(WHAT TO DO)
(a) List every continent named in the article on peace and the colonial past.
(b) Rewrite the article on peace and the colonial past starting at "Of particular concern" and ending at "border to safety.", putting "war" in place of each "conflict".

(DOCUMENT EXCERPT)
···

Peace on Earth needs the shedding of the colonial past, a democratic United Nations and the revival of the Spirit of Bandung
Joseph Mathai and Sandeep Chachra
The ongoing Russian invasion of Ukraine and the reactions it has evoked across ideological fault lines, are cause for anguish and concern for all peace-loving people across the globe. Militarist and imperialist posturing have added fresh shrapnel to the bodies and spirit of several hundred million people, whose families, homes, lives and futures have been condemned into insecure lives as refugees, stateless and internally displaced peoples. These are also added insults to the buried memories of an estimated 108 million who perished in the wars of the twentieth century. The book “What Every Person Should Know About War” by Chris Hedges, from where this statistic comes goes on to state that an estimated 8% of human history, was a time of peace and the rest of wars.
Of particular concern is how reactions to the conflict through not just the mouths of individuals, but also of media personnel. Media personnel from “reputed” outlets are expressing their special surprise that such conflict is afflicting a “civilized” country in Europe, as if conflict is condonable if it takes place in Asia, Africa and South America. Non-white people fleeing from the conflict are being humiliated and harassed by personnel, and it is particularly disturbing to see videos and hear reports of denied access to relief, aid and the right to cross the border to safety.

···

[Saved data entries]
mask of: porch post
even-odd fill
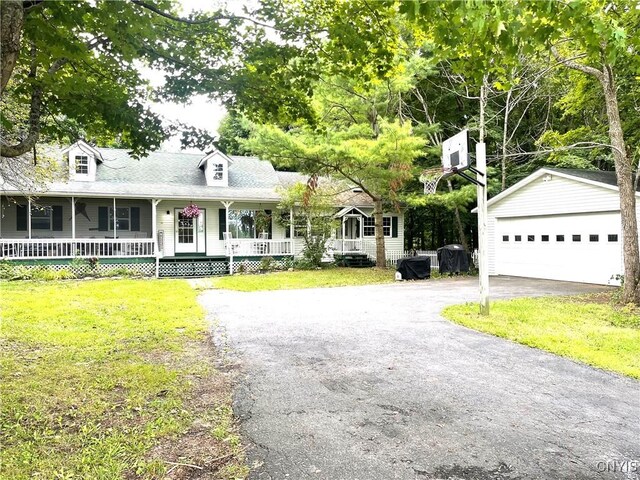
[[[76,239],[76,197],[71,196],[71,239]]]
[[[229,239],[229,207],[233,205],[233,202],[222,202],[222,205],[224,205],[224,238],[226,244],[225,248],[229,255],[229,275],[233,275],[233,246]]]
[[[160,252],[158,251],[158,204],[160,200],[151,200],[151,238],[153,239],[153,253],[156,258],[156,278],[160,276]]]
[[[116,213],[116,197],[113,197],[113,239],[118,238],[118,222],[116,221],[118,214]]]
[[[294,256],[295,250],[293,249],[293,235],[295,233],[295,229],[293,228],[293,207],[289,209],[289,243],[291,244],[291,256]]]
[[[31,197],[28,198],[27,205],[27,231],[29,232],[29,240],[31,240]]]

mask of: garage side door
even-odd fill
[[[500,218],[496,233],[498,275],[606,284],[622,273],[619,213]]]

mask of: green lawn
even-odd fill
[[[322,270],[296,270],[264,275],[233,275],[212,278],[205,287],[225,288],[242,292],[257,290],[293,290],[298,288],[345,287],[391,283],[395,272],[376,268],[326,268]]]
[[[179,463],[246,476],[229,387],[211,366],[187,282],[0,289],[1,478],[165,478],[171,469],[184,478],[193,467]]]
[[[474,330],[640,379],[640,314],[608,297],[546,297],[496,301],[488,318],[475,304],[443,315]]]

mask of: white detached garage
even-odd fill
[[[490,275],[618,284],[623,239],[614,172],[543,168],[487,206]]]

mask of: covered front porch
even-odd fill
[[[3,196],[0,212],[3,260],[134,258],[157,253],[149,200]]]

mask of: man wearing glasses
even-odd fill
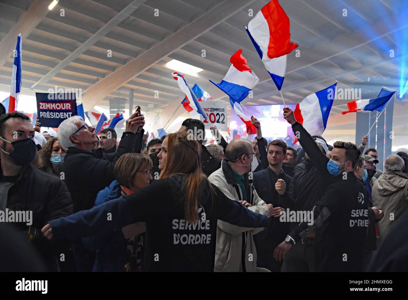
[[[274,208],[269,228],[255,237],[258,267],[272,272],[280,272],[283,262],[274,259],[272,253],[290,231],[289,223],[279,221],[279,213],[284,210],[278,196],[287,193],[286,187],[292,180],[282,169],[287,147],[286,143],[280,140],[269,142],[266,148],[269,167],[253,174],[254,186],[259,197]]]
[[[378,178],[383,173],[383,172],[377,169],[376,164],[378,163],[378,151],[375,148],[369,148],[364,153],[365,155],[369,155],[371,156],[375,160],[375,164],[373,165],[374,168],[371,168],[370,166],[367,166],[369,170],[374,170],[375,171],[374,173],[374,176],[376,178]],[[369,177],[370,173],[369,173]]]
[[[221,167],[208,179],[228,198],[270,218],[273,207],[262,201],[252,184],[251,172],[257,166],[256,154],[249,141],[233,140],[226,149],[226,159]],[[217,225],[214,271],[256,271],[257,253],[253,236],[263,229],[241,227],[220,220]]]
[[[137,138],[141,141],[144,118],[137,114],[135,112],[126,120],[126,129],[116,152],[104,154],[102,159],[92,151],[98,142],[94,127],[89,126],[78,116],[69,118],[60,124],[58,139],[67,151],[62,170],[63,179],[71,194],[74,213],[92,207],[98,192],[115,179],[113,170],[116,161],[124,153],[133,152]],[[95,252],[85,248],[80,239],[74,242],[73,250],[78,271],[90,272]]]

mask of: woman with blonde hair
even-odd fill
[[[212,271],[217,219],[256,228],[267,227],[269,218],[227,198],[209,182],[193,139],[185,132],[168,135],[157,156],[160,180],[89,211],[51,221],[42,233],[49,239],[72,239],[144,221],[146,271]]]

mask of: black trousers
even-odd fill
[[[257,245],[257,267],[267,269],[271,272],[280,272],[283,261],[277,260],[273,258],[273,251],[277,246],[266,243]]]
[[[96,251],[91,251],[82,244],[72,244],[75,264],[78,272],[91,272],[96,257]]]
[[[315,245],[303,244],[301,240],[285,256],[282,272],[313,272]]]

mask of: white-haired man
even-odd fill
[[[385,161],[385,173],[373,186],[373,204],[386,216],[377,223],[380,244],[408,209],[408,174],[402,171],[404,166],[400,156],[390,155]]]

···

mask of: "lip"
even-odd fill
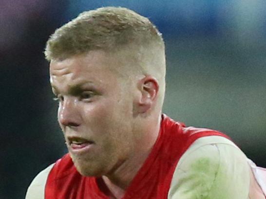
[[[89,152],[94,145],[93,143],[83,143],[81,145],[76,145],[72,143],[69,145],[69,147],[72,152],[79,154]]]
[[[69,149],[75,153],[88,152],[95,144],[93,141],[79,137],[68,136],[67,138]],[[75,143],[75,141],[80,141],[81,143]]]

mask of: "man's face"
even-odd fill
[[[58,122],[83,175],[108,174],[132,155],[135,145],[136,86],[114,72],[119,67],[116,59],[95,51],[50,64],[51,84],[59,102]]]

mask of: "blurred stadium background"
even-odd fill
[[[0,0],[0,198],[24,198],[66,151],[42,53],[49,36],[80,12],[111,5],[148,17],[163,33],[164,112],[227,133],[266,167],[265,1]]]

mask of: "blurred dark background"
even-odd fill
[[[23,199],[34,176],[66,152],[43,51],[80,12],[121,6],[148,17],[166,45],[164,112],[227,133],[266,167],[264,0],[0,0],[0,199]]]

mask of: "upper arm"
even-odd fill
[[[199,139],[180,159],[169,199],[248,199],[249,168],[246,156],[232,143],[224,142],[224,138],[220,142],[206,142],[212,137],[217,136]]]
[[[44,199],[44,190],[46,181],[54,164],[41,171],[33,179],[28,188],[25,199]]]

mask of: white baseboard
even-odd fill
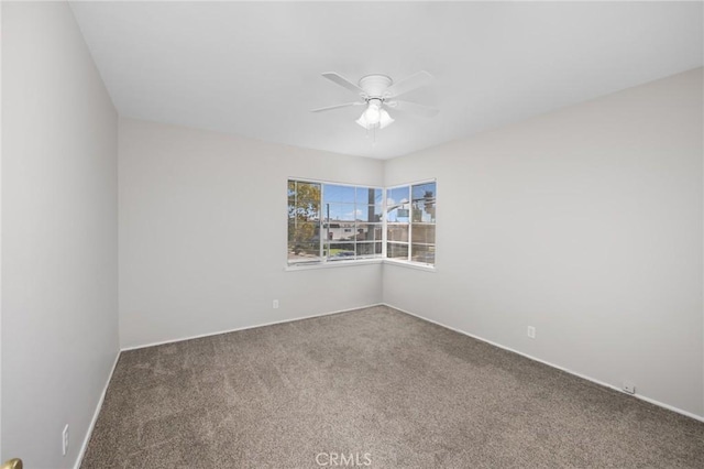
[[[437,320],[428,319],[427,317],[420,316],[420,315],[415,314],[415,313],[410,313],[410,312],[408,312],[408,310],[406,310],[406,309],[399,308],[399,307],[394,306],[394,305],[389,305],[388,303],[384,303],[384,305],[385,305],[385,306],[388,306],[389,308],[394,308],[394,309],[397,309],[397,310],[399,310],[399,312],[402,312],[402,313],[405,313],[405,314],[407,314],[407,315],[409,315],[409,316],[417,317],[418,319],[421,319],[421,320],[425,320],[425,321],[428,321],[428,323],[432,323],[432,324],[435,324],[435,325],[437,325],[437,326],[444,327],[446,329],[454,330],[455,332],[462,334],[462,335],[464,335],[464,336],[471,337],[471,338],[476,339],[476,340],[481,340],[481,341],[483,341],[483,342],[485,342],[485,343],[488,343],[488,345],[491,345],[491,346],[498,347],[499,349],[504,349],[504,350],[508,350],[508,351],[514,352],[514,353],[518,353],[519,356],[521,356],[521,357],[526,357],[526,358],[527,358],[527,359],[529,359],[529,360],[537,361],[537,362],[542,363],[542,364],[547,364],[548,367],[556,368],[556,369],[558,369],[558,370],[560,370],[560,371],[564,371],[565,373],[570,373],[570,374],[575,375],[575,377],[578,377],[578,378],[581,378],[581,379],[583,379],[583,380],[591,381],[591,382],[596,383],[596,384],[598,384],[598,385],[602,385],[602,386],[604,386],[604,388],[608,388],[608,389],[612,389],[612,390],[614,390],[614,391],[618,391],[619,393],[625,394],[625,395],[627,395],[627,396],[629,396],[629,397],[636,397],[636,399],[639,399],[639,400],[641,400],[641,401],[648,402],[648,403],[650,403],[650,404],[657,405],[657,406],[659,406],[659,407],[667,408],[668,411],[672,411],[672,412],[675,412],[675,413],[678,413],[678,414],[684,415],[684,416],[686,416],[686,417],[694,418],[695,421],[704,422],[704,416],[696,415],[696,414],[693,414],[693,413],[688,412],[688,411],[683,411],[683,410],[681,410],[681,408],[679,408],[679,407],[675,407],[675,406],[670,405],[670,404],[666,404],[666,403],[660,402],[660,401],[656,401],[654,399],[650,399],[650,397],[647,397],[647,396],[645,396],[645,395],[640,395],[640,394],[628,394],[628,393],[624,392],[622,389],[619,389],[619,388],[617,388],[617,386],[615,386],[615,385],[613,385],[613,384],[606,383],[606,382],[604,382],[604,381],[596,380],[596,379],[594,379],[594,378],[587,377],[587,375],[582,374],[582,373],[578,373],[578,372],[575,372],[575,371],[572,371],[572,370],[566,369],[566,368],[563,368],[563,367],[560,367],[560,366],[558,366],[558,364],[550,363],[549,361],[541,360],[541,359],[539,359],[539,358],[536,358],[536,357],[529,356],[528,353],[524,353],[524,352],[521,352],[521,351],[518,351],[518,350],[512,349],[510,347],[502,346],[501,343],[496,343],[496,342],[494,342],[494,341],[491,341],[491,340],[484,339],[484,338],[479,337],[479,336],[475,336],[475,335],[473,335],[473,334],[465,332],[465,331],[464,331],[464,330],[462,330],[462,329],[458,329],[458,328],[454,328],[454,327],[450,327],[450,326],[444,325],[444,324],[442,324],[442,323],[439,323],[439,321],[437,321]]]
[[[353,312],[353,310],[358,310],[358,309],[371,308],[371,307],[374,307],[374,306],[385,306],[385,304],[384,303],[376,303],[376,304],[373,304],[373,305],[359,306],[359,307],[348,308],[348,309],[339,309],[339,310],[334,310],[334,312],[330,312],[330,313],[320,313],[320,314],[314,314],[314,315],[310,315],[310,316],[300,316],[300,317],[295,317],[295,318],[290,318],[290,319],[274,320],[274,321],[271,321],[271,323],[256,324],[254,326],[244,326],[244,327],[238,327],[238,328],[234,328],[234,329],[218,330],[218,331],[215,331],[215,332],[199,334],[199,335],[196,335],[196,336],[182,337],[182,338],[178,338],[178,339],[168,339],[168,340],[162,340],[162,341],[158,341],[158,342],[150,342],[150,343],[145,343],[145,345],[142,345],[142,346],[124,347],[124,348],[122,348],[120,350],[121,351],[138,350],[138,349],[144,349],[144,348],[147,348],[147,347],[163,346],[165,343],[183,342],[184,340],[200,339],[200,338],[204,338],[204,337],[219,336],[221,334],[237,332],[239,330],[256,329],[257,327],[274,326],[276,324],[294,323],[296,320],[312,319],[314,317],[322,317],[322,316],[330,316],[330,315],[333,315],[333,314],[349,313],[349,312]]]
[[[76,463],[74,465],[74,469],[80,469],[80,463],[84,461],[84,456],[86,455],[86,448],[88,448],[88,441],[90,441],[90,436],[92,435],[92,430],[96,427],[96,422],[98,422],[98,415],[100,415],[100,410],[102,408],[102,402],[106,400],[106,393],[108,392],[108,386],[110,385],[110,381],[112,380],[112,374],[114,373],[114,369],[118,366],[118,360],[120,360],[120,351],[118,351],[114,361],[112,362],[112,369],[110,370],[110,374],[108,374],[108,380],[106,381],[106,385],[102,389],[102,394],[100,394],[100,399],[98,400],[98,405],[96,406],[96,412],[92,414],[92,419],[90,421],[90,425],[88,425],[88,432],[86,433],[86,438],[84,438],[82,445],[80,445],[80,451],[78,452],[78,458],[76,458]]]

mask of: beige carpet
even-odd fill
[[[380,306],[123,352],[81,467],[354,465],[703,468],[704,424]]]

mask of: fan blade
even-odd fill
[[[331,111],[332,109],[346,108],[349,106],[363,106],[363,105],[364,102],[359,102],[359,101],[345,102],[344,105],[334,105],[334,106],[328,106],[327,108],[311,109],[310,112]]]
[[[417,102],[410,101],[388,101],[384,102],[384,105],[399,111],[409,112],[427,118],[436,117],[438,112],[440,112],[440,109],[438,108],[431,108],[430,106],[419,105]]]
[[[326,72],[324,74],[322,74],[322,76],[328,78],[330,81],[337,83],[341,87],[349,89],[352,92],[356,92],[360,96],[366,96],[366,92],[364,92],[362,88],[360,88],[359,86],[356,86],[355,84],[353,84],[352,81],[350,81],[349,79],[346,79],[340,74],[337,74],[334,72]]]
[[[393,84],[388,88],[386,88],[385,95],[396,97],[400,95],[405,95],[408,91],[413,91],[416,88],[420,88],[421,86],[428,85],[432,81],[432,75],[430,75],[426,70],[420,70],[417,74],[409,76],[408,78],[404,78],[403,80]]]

···

(ANSWERS TO THE TASKS)
(a) Europe, Asia, Africa, South America

(b)
Of particular concern is how reactions to the war through not just the mouths of individuals, but also of media personnel. Media personnel from “reputed” outlets are expressing their special surprise that such war is afflicting a “civilized” country in Europe, as if war is condonable if it takes place in Asia, Africa and South America. Non-white people fleeing from the war are being humiliated and harassed by personnel, and it is particularly disturbing to see videos and hear reports of denied access to relief, aid and the right to cross the border to safety.